* [Given task]: In the article on cars learning to understand pointing, found below, render this sentence into Spanish: "Dolphins are using sponges as a tool for hunting."

* [Given passage]:
Skip to main content

Getting to the point

Cars are starting to learn to understand the language of pointing – something that our closest relative, the chimpanzee, cannot do. And such image recognition technology has profound mobility implications, says Nils Lenke Pointing at objects – be it with language, using gaze, gestures or eyes only – is a very human ability. However, recent advances in technology have enabled smart, multimodal assistants - including those found in cars - to action similar pointing capabilities and replicate these human qual
September 4, 2018 Read time: 6 mins
© dreamstime 15155703
Cars are starting to learn to understand the language of pointing – something that our closest relative, the chimpanzee, cannot do. And such image recognition technology has profound mobility implications, says Nils Lenke


Pointing at objects – be it with language, using gaze, gestures or eyes only – is a very human ability. However, recent advances in technology have enabled smart, multimodal assistants - including those found in cars - to action similar pointing capabilities and replicate these human qualities. Through the use of image recognition and deep learning, smart assistants are revolutionising autonomous vehicles and showing us a future in which our cars are going to be able to point at - and define - objects.

As we learn more about the world around us, we’re finding that there are few things that only humans can do. How about counting? Birds can deal with numbers up to 12. Using tools? Dolphins are using sponges as a tool for hunting.

It may come as a surprise that the animal kingdom can do these tasks. But it highlights how unusual pointing is in being specific to humankind. While it seems natural and easy to us, not even a chimpanzee - our closest living relative - can do more than point to food that is out of its reach in order for humans to help retrieve it for them. Interestingly, this only happens in captivity, suggesting they’re copying human behaviour and they don’t understand when a human helper points to a place where food is hidden, despite a young child understanding this quite easily. So, how can we possibly expect machines to understand it?

The term ‘multimodal’ is often positioned as providing the choice between modalities, for example, typing - or speaking - or handwriting - on a pad to enter the destination into your navigation system, but it’s important to remember that this is not true.

* [Entries]:
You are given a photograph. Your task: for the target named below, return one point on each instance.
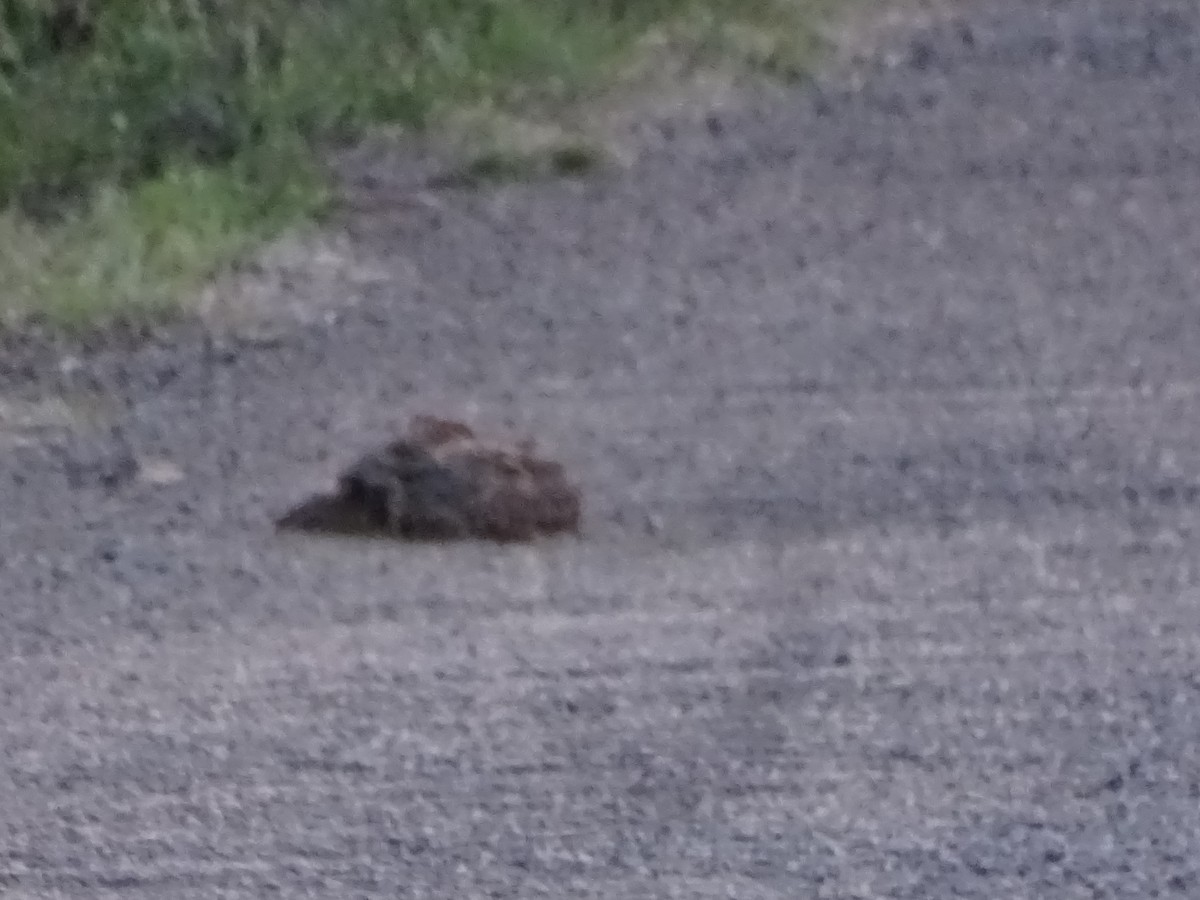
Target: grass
(149, 144)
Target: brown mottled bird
(441, 481)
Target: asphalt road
(887, 400)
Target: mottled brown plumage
(441, 481)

* [Answer to this task]: Los delfines están usando esponjas como herramienta para cazar.